───── Document ─────

Driving through Hubbard’s Cave is one of the greatest cheap thrills in Chicago. Really, it’s just a very long highway underpass, but the “cave” in its name gives it a special tinge of excitement. As do the white tiles on the walls, which are not really cavelike at all.
What many people don’t know is that Hubbard’s Cave is actually three levels. On the bottom is the highway underpass; on top is a railroad; and in between is a viaduct that has mostly been ignored. But a couple of months ago, producers at Canvas Chicago and Pullman Porter Group, two community arts organizations, looked into the viaduct and thought it would make a really great art-performance space, a pop-up version of Canvas’s annual Sub Chroma event.
And so this Saturday night Hubbard’s Cave will be transformed into an 8,000-square-foot immersive art space, with paintings, video projections, light shows, dance performances that integrate video, lots of music, and a community-produced mural. And, of course, food trucks. Canvas is used to coordinating large events—but in warehouses with ready sources of electricity, not viaducts. Nobody is sure what Saturday’s pop-up will actually look like, least of all Canvas creative director Alaiia Gujral and event producer Emily Dahlquist. But they’re sure it will be very cool.
“There’s never been an event done there,” Dahlquist says. “It will definitely be interesting. It’s something new for us. It’s always a pleasure to work with new mediums and new spaces.”
Normally Canvas has a year to plan a Sub Chroma event. This time they had only two months. As of Friday morning, the viaduct was still empty. On Monday morning, it will be empty again. “That’s the interesting part,” Dahlquist says, “taking a space and, in one day, creating something to be experienced. To me, production is my art form.”

─────

» Required task 1
In the Hubbard’s Cave article, how large will the immersive art space be?
» Required task 2
Can you condense the paragraph of the Hubbard’s Cave article that begins "What many people don’t know" into two sentences that keep its main facts?
» Required task 3
Do these statements agree with the Hubbard’s Cave article? For each, answer yes or no and quote the words that decide it. (a) Canvas normally has a year to plan a Sub Chroma event. (b) Events have been held in the viaduct before. (c) The walls of Hubbard’s Cave are covered in white tiles.
The lines that come next are separate material with no connection to the Hubbard’s Cave article.

───── Stored records ─────

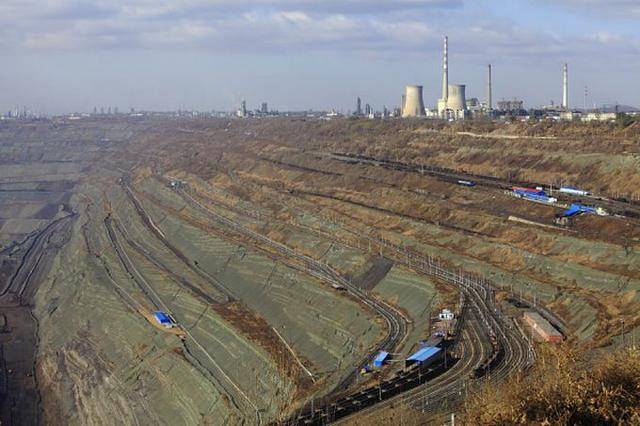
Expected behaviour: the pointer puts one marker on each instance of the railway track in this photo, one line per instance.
(230, 388)
(395, 321)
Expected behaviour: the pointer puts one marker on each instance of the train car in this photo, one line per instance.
(424, 357)
(522, 189)
(573, 190)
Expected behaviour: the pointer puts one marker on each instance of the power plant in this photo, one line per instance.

─────

» Written solution 1
8,000 square feet.

» Written solution 2
Hubbard’s Cave has three levels: a highway underpass at the bottom, a railroad on top, and a mostly ignored viaduct in between. A couple of months ago, producers at Canvas Chicago and Pullman Porter Group, two community arts organizations, saw the viaduct as a strong art-performance space for a pop-up version of Canvas’s annual Sub Chroma event.

» Written solution 3
(a) Yes: "Normally Canvas has a year to plan a Sub Chroma event."
(b) No: "There’s never been an event done there"
(c) Yes: "As do the white tiles on the walls"